(Exercise goal)
Count the lines in the items below that contain the string "bicycle", matching case exactly, and reply with only the number.

------------------------------------

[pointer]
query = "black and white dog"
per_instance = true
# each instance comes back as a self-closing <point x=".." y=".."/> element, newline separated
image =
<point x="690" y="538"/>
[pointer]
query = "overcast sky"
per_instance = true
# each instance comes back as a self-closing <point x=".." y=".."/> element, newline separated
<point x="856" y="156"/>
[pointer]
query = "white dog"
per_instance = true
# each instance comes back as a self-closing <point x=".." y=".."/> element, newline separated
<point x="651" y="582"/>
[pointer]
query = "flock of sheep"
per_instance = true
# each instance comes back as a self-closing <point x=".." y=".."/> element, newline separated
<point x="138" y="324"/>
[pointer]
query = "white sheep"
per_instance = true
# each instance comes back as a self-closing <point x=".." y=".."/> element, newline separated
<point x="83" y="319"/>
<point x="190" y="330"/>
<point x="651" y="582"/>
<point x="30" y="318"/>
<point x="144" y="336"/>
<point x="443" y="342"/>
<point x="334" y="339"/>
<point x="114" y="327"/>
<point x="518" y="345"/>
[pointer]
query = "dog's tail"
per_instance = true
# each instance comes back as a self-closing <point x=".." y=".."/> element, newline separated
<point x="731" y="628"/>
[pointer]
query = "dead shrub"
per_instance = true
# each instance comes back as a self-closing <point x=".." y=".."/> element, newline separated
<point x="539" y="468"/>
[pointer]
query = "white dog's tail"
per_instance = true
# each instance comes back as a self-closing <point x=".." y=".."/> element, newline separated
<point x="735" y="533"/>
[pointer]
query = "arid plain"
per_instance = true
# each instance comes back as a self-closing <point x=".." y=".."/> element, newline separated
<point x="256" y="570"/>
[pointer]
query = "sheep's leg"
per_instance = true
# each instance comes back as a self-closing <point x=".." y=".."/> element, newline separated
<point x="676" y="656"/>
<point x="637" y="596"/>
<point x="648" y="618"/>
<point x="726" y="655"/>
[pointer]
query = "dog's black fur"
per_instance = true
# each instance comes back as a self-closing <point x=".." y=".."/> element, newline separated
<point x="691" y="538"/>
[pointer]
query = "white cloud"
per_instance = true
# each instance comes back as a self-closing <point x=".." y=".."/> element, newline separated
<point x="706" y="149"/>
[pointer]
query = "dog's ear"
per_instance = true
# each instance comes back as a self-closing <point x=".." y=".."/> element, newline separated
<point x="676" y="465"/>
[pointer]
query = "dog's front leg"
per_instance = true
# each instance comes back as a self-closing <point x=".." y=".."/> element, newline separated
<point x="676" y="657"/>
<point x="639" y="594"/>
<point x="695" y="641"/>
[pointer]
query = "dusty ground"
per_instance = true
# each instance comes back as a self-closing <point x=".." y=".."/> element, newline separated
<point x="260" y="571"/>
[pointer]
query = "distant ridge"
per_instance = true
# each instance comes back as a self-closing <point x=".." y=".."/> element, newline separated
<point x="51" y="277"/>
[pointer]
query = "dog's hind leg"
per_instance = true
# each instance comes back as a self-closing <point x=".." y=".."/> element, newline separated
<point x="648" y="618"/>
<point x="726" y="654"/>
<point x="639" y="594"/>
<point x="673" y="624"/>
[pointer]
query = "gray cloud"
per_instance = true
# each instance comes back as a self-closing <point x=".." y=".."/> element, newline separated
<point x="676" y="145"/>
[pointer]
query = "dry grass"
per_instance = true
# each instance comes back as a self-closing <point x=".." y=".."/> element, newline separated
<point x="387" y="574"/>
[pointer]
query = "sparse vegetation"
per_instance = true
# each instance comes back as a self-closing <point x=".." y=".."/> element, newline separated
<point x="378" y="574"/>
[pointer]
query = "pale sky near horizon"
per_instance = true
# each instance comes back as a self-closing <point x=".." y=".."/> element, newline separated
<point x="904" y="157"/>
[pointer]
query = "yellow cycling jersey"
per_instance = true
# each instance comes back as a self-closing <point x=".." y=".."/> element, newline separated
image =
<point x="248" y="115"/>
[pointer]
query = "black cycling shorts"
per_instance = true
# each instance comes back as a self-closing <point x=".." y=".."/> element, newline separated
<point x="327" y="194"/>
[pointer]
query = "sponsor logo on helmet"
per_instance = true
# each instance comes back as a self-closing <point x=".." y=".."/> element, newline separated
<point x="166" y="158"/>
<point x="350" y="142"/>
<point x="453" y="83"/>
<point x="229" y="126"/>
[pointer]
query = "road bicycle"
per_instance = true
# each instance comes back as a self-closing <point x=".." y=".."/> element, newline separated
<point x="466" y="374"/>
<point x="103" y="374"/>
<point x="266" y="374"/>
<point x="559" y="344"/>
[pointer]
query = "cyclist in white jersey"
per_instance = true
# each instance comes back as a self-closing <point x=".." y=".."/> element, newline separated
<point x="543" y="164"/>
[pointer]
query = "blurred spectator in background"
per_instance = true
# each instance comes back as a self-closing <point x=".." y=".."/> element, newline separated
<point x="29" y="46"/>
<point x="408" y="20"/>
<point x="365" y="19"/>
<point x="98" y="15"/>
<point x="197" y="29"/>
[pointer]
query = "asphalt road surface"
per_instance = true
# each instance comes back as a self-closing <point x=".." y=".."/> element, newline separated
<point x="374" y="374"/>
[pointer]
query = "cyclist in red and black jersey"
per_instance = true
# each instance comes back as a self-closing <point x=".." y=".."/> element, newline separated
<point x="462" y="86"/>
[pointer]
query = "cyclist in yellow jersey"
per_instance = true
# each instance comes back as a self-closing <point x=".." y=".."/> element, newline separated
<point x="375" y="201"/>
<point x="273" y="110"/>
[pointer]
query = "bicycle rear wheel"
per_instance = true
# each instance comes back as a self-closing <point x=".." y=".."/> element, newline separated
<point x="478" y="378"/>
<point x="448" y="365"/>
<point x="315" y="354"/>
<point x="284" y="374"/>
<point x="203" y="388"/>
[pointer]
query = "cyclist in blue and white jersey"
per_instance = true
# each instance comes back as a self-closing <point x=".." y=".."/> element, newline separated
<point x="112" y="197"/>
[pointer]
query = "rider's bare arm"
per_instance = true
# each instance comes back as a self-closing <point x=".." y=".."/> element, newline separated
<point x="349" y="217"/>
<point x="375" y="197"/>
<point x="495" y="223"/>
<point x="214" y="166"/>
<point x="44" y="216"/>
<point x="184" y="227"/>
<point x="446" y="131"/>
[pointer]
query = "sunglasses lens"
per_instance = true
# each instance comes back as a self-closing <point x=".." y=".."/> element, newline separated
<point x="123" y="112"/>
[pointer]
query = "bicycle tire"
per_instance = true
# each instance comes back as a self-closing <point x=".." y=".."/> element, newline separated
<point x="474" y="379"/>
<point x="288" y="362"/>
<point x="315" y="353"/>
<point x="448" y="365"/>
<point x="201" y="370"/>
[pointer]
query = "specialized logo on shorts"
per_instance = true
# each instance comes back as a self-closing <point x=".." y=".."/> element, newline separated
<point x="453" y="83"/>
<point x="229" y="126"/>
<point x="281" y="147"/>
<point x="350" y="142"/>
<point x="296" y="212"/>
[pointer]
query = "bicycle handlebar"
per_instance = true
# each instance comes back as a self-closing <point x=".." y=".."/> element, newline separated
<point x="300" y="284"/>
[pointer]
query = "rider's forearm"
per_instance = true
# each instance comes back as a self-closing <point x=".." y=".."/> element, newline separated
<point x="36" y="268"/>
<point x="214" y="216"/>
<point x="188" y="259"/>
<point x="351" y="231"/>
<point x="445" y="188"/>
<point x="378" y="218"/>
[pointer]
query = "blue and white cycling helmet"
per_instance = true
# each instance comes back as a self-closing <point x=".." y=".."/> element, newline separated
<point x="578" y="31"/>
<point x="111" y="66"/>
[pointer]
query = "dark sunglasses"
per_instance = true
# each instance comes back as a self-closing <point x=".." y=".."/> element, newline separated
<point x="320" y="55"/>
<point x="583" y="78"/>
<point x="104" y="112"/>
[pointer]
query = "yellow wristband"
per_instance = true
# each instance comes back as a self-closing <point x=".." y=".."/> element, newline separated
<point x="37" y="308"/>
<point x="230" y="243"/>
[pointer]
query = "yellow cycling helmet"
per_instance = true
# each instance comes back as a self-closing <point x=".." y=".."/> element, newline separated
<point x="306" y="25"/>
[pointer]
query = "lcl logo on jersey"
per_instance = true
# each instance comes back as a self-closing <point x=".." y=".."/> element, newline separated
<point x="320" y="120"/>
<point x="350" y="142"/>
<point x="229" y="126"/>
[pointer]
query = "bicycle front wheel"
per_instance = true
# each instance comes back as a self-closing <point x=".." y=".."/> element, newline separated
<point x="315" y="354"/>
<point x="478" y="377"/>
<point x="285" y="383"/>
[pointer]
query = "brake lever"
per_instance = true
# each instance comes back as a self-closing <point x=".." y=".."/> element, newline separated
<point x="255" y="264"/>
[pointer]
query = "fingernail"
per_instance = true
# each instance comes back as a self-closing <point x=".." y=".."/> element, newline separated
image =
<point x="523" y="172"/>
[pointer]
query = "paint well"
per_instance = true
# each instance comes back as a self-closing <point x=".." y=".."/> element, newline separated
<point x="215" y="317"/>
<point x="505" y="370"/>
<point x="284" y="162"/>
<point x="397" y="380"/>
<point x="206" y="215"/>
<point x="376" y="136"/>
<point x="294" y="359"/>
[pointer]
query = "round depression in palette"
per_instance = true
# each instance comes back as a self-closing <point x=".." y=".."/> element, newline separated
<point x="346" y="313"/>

------------------------------------

(Exercise answer)
5